A threat to French lawyers’ duties of client confidentiality?

In spite of the numerous duties already incumbent on lawyers, the question of reporting suspicious transactions is regularly raised by the French Parliament, even though such reporting would inevitably breach the duty of client confidentiality.

This question was raised, for example, in 2001 at the time of the passage of the Act on "Nouvelles Régulations Economiques" (New Economic Regulations, hereafter referred as "NRE Act") and has been raised again with the transposition into French law of the EU directive of 4 December 2001 on money laundering.

The NRE Act and the duty to report

The NRE Act n2001-420, adopted on 15 May 2001, amended Act n90-614 of 12 July 1990 on the fight against money laundering. The earlier Act related to the proceeds of drugs offences, originally dealing only with credit and financial institutions and later extended to other professionals. The NRE Act has extended the scope again to other professional sectors: legal representatives, casino managers, and dealers in high value goods, such as precious stones, metals or works of art.

The French Parliament has postponed extending the Act to chartered accountants, independent legal professionals, and therefore to lawyers. It is waiting for the outcome of negotiations taking place at European level regarding the amendment of a 1991 EU directive before requiring members of all financial or legal professions to report suspicions of money laundering.

The 2001 EU Directive and the duty of client confidentiality of lawyers

The subject of lawyers reporting suspicious transactions is currently extremely sensitive in France. Whilst the need for governments to take active steps to prevent money laundering is accepted, there is a need to ensure that reporting obligations are not so widely drawn so as to pose an unwarranted interference in the right of confidentiality. The Department of Justice is preparing the text for the transposition into French law of the EU directive 2001/97/EC of 4 December 2001 amending EU directive 91/308/EEC on prevention of the use of the financial system for the purpose of money laundering. The new EU directive which must be implemented by all Member States at the latest by 15 June 2003 widens the scope of the application of the 1991 directive to other activities vulnerable to money laundering and, in particular, to lawyers.

§ **COLLECTED MATERIAL**:
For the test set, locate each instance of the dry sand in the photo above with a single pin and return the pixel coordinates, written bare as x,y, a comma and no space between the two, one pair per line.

§ **WHAT YOU SHOULD DO**: In the text on French lawyers' client confidentiality, take the part that begins at the words "The subject of" and stops after "particular, to lawyers.", and write it out again with "Department of Justice" changed to "Ministry of Justice".

§ **OUTPUT OF THE EXERCISE**:
The subject of lawyers reporting suspicious transactions is currently extremely sensitive in France. Whilst the need for governments to take active steps to prevent money laundering is accepted, there is a need to ensure that reporting obligations are not so widely drawn so as to pose an unwarranted interference in the right of confidentiality. The Ministry of Justice is preparing the text for the transposition into French law of the EU directive 2001/97/EC of 4 December 2001 amending EU directive 91/308/EEC on prevention of the use of the financial system for the purpose of money laundering. The new EU directive which must be implemented by all Member States at the latest by 15 June 2003 widens the scope of the application of the 1991 directive to other activities vulnerable to money laundering and, in particular, to lawyers.